» The task:
In the excerpt on negotiating, write out the passage that starts at "With regard to" and runs through "have cash reserves.".

The sixth discipline is the discipline of negotiating. There is perhaps no better program to teach you negotiating than Roger Dawson’s The Secrets of Power Negotiating.

You learn how to negotiate by first of all studying the process of negotiating, and then second, practicing negotiating at every opportunity. You negotiate for better prices for your products and services when you are buying. You negotiate for higher prices and earlier payments for your products and services when you are selling. You negotiate for extended payment terms from your suppliers. You negotiate for better loan terms and interest rates from your bankers.

With regard to money and negotiating, the rule is that you preserve cash at all costs. You never buy when you can lease and never lease when you can rent. You never rent when you can borrow and you never get anything new if you can get it second hand. Negotiating for and protecting your sources of cash flow is the most important thing that you can do for a small business. If you run out of cash, you’re dead. Cash is to a small business as blood and oxygen is to the brain. You must fight, scramble, negotiate and do everything possible to assure that you always have cash reserves.

» Provided records:
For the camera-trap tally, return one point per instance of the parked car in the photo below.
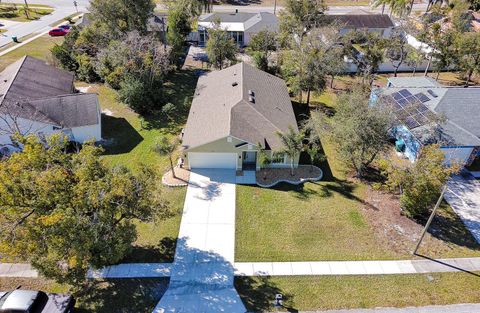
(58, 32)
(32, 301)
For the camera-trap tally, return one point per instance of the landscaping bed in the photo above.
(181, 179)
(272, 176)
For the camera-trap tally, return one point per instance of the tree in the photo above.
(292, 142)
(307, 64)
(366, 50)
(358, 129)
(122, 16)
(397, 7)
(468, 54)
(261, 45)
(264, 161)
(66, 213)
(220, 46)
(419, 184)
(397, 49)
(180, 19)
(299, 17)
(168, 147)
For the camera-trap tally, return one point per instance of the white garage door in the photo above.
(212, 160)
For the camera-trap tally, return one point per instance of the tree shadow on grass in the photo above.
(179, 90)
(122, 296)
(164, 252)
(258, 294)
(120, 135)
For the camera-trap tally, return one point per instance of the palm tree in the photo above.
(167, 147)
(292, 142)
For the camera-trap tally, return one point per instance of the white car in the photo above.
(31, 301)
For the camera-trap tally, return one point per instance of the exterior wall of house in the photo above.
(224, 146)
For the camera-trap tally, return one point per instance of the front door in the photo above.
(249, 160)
--
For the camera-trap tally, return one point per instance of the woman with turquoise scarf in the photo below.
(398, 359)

» Solution:
With regard to money and negotiating, the rule is that you preserve cash at all costs. You never buy when you can lease and never lease when you can rent. You never rent when you can borrow and you never get anything new if you can get it second hand. Negotiating for and protecting your sources of cash flow is the most important thing that you can do for a small business. If you run out of cash, you’re dead. Cash is to a small business as blood and oxygen is to the brain. You must fight, scramble, negotiate and do everything possible to assure that you always have cash reserves.